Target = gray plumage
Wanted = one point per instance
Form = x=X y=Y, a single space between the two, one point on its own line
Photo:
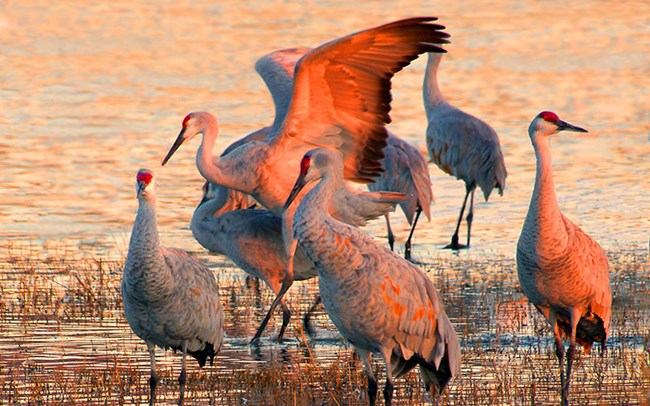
x=405 y=171
x=562 y=271
x=379 y=301
x=340 y=100
x=461 y=145
x=252 y=239
x=170 y=299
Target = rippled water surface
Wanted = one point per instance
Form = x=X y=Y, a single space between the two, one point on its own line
x=90 y=92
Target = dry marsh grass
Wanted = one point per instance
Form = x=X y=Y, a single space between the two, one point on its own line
x=64 y=340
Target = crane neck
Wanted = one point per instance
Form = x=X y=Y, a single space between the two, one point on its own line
x=544 y=216
x=431 y=89
x=318 y=201
x=144 y=247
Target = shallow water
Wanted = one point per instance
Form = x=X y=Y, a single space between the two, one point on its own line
x=63 y=339
x=90 y=94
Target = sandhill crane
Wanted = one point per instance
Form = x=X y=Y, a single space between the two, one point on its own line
x=405 y=171
x=210 y=226
x=461 y=145
x=562 y=270
x=252 y=239
x=379 y=301
x=170 y=299
x=340 y=100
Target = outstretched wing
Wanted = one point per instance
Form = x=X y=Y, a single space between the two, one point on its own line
x=341 y=97
x=276 y=69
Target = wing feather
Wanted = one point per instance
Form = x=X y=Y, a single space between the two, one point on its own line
x=342 y=96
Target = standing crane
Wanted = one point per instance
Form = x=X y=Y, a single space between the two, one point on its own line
x=340 y=99
x=252 y=239
x=170 y=298
x=562 y=270
x=379 y=301
x=461 y=145
x=405 y=171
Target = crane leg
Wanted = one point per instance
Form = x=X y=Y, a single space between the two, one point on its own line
x=286 y=316
x=575 y=318
x=470 y=216
x=391 y=236
x=182 y=378
x=407 y=245
x=306 y=325
x=372 y=382
x=454 y=239
x=559 y=349
x=286 y=284
x=153 y=380
x=388 y=389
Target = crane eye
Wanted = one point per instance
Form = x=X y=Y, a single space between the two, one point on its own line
x=186 y=120
x=305 y=164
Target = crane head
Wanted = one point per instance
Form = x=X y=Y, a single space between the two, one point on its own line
x=193 y=124
x=548 y=123
x=144 y=179
x=316 y=164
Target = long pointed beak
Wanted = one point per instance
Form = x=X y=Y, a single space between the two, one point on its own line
x=140 y=186
x=205 y=193
x=564 y=126
x=179 y=140
x=297 y=187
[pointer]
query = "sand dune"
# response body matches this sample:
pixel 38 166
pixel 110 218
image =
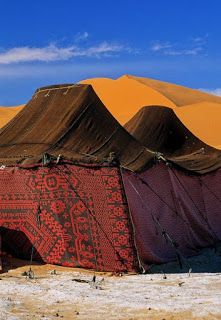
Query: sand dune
pixel 203 120
pixel 125 96
pixel 7 113
pixel 178 94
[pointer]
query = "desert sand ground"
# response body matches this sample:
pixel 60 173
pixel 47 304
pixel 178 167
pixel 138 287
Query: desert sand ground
pixel 64 293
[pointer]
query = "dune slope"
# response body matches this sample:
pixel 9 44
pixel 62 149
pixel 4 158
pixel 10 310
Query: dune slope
pixel 124 96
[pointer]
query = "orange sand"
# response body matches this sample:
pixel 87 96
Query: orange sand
pixel 124 97
pixel 178 94
pixel 200 112
pixel 7 113
pixel 203 120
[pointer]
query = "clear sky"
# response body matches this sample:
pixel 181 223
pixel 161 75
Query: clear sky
pixel 49 41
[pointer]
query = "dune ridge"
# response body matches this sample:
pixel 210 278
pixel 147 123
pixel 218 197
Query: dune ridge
pixel 7 113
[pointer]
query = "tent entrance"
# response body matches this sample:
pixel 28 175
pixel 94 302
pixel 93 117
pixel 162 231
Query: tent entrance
pixel 15 245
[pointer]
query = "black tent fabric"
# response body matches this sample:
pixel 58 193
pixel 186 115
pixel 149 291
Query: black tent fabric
pixel 71 121
pixel 159 129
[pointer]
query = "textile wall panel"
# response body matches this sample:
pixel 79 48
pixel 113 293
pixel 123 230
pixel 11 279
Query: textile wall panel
pixel 169 213
pixel 74 216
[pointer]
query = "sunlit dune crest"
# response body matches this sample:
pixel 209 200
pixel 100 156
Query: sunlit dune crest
pixel 178 94
pixel 200 112
pixel 7 113
pixel 125 96
pixel 203 120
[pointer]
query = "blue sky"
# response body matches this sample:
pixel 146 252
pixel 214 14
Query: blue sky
pixel 47 42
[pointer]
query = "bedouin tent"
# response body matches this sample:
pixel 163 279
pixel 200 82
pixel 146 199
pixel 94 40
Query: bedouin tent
pixel 73 215
pixel 81 191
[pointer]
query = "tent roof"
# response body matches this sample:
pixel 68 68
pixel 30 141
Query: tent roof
pixel 69 120
pixel 159 129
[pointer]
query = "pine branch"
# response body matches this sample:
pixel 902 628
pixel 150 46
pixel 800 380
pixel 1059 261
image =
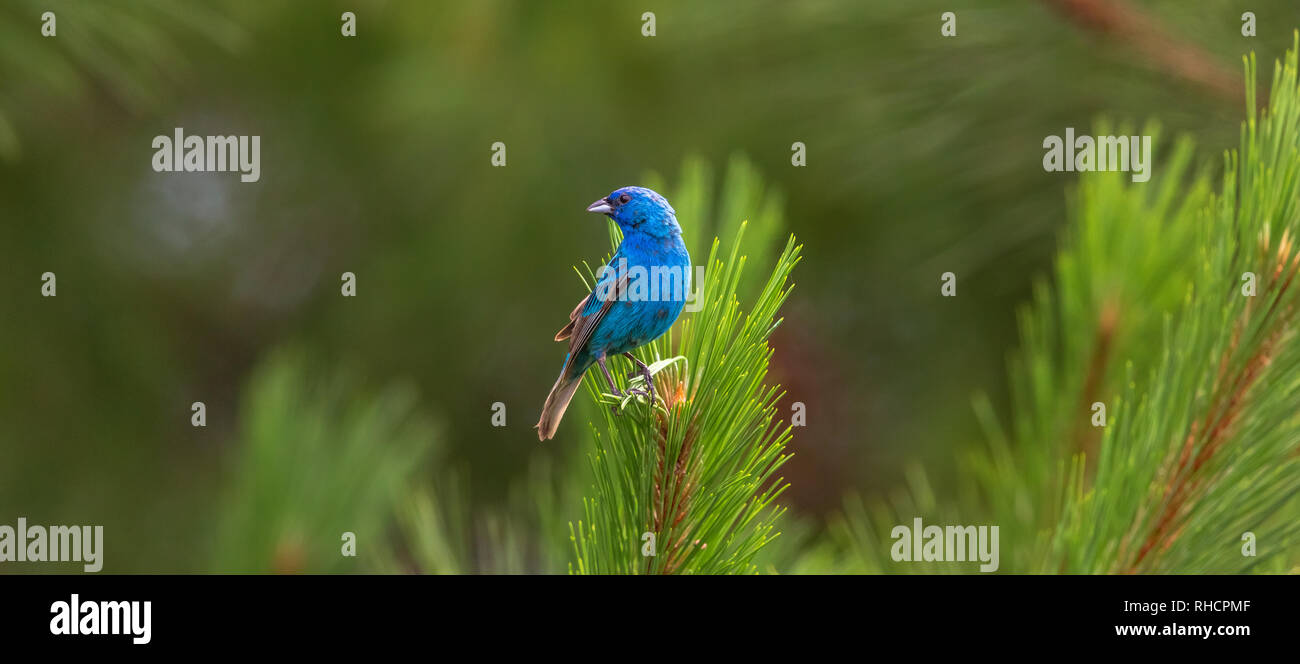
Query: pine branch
pixel 697 469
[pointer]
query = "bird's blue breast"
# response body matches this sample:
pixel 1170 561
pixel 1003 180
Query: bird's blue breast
pixel 658 270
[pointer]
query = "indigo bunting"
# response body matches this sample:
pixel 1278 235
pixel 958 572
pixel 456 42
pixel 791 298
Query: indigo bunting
pixel 637 298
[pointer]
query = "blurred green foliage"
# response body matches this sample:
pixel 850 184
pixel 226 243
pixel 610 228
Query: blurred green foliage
pixel 923 157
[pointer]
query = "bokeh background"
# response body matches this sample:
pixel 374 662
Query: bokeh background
pixel 372 413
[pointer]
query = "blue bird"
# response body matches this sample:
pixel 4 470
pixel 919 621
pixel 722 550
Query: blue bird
pixel 637 298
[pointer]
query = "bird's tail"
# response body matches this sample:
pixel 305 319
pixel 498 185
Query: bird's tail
pixel 557 403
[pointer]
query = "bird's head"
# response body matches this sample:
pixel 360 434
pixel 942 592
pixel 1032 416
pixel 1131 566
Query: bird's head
pixel 638 209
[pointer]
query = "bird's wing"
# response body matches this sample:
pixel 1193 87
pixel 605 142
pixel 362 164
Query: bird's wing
pixel 568 329
pixel 590 311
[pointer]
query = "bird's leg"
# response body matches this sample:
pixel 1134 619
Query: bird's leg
pixel 645 372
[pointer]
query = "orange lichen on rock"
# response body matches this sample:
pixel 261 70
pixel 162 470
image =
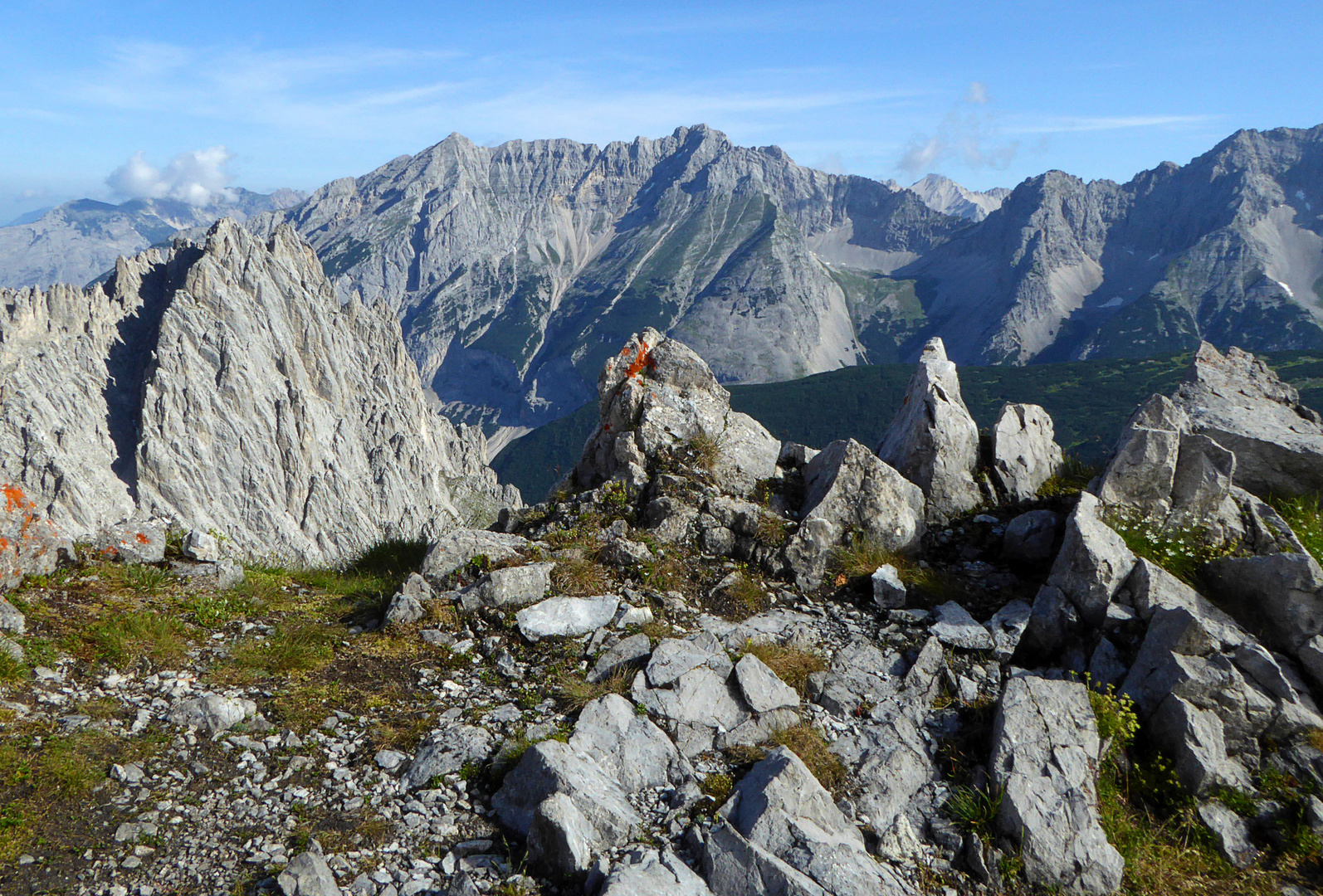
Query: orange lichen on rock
pixel 643 360
pixel 15 499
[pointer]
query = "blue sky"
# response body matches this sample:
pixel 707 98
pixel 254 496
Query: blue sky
pixel 302 93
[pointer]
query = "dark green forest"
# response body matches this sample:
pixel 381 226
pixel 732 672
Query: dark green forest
pixel 1089 402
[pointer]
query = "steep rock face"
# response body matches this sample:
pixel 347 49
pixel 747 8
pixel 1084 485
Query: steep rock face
pixel 1228 247
pixel 933 441
pixel 78 241
pixel 515 269
pixel 224 386
pixel 946 196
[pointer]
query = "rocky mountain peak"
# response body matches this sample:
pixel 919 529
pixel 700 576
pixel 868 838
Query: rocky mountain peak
pixel 222 386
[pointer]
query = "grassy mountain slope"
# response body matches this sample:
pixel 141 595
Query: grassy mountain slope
pixel 1089 402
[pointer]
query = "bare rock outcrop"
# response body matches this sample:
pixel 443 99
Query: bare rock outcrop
pixel 1238 402
pixel 1024 450
pixel 1044 755
pixel 933 441
pixel 659 397
pixel 222 386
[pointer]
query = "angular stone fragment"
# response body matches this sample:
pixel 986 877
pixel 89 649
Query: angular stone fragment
pixel 202 546
pixel 933 441
pixel 627 747
pixel 459 546
pixel 1231 834
pixel 11 619
pixel 1247 409
pixel 408 606
pixel 212 713
pixel 131 542
pixel 647 873
pixel 848 490
pixel 888 590
pixel 447 751
pixel 560 840
pixel 1031 535
pixel 658 397
pixel 955 626
pixel 782 811
pixel 552 767
pixel 514 586
pixel 674 657
pixel 567 616
pixel 307 875
pixel 628 653
pixel 1093 562
pixel 1024 450
pixel 1144 467
pixel 762 690
pixel 1007 626
pixel 1044 755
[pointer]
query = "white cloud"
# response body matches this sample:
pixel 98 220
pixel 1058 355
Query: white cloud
pixel 1060 124
pixel 198 178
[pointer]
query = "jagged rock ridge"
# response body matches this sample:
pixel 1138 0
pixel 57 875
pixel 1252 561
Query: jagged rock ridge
pixel 78 241
pixel 516 270
pixel 222 386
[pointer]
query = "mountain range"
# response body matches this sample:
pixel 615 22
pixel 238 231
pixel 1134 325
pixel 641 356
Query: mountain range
pixel 516 270
pixel 78 241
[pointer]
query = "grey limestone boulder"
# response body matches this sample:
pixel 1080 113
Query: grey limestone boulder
pixel 1007 626
pixel 627 747
pixel 1044 755
pixel 212 713
pixel 933 441
pixel 202 546
pixel 762 690
pixel 848 489
pixel 889 592
pixel 446 751
pixel 630 653
pixel 1093 562
pixel 1280 595
pixel 31 543
pixel 560 840
pixel 659 397
pixel 11 619
pixel 459 546
pixel 957 628
pixel 409 604
pixel 567 616
pixel 1024 450
pixel 1231 834
pixel 781 811
pixel 131 542
pixel 307 875
pixel 514 586
pixel 1029 537
pixel 648 873
pixel 549 768
pixel 697 708
pixel 1240 403
pixel 674 657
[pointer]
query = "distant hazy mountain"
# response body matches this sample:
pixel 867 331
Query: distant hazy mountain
pixel 946 196
pixel 1228 249
pixel 516 270
pixel 78 241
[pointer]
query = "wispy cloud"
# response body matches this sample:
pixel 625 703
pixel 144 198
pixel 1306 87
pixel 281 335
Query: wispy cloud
pixel 969 135
pixel 361 93
pixel 1060 124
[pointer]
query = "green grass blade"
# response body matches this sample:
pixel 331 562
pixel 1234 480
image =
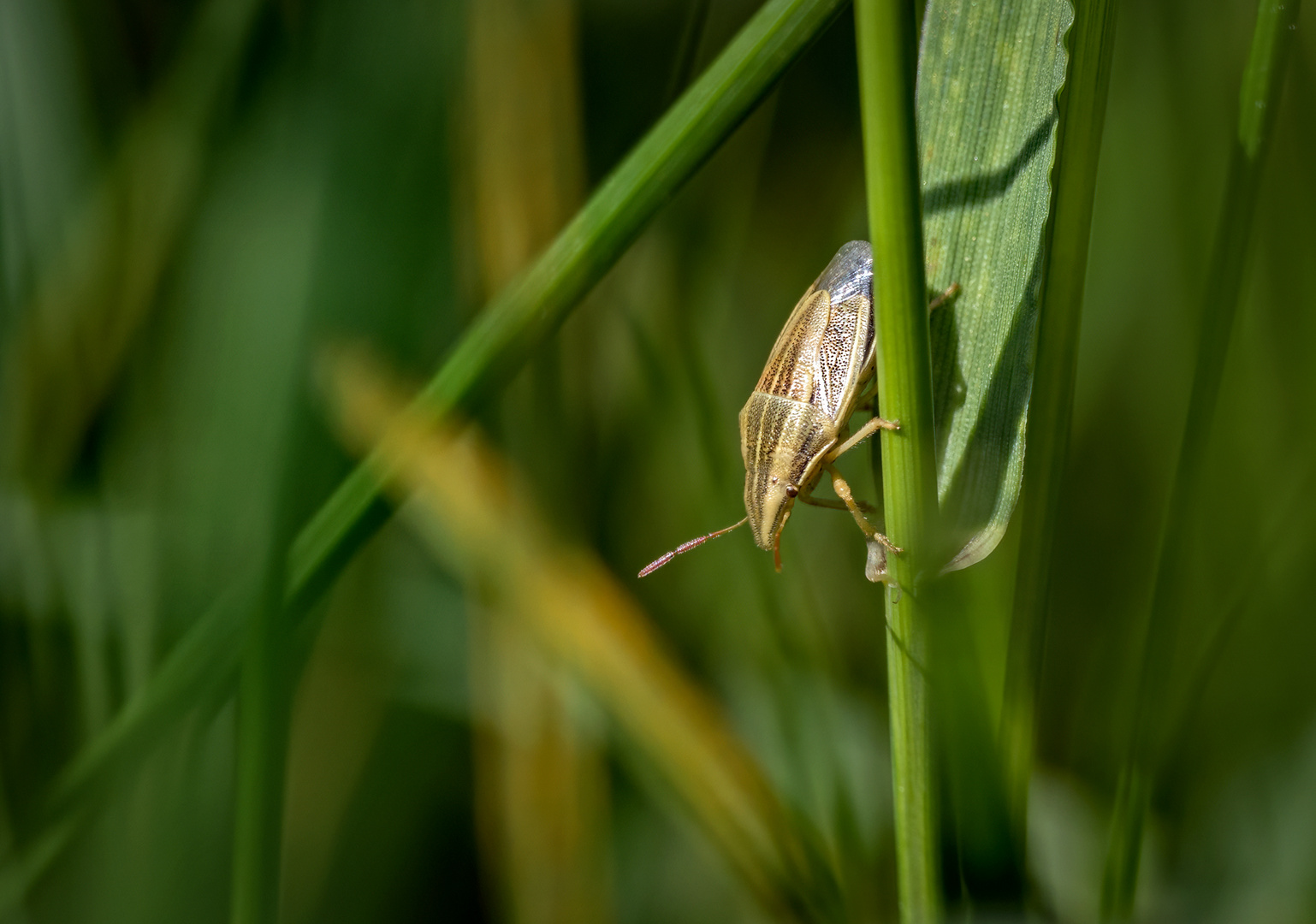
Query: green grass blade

# # # # # # #

> _YOUR GOAL_:
Although the records above contain pictures, the copy must not; set down exactly the lines from the one with "Query: bokeh background" up to and including the one with "pixel 89 649".

> _EXERCISE SOLUTION_:
Query: bokeh background
pixel 372 413
[pointer]
query = "blue bird"
# response body matches this sample:
pixel 4 470
pixel 919 621
pixel 722 550
Query: blue bird
pixel 637 298
[pointer]
query = "bird's tail"
# response body matches this sample:
pixel 305 319
pixel 498 185
Query: bird's tail
pixel 557 403
[pointer]
query = "bird's head"
# response body matches this sample:
pixel 360 434
pixel 942 592
pixel 1032 416
pixel 1131 566
Query: bird's head
pixel 638 209
[pointer]
query = "bird's wing"
# response body matches this sample:
pixel 1193 87
pixel 605 142
pixel 362 164
Query: bird's wing
pixel 568 329
pixel 590 311
[pointer]
query = "bird's leg"
# response body matches this sample:
pixel 1134 619
Query: bird's leg
pixel 645 372
[pointer]
query = "orange lichen on rock"
# response body matches this sample:
pixel 261 70
pixel 162 470
image =
Query: orange lichen on rock
pixel 643 360
pixel 15 499
[pointer]
query = "blue sky"
# response body matches this sample:
pixel 707 98
pixel 254 496
Query: blue sky
pixel 302 93
[pointer]
query = "dark green forest"
# response body matches this sample:
pixel 381 226
pixel 732 672
Query: dark green forest
pixel 1089 402
[pointer]
query = "steep rock face"
# response body matches this sample:
pixel 347 49
pixel 747 8
pixel 1084 485
Query: steep rock face
pixel 1228 247
pixel 933 441
pixel 78 241
pixel 515 269
pixel 224 386
pixel 946 196
[pointer]
query = "rocky mountain peak"
# response body matches this sample:
pixel 919 529
pixel 700 576
pixel 868 838
Query: rocky mountain peak
pixel 222 386
[pointer]
query = "grassy mountain slope"
# response body matches this sample:
pixel 141 595
Query: grassy mountain slope
pixel 1089 402
[pointer]
query = "bare rock outcrop"
# response body matches this sample:
pixel 443 99
Query: bare rock outcrop
pixel 1238 402
pixel 1024 450
pixel 1044 755
pixel 933 441
pixel 659 397
pixel 222 386
[pointer]
query = "angular stone fragment"
# response body matches this sample:
pixel 986 877
pixel 89 649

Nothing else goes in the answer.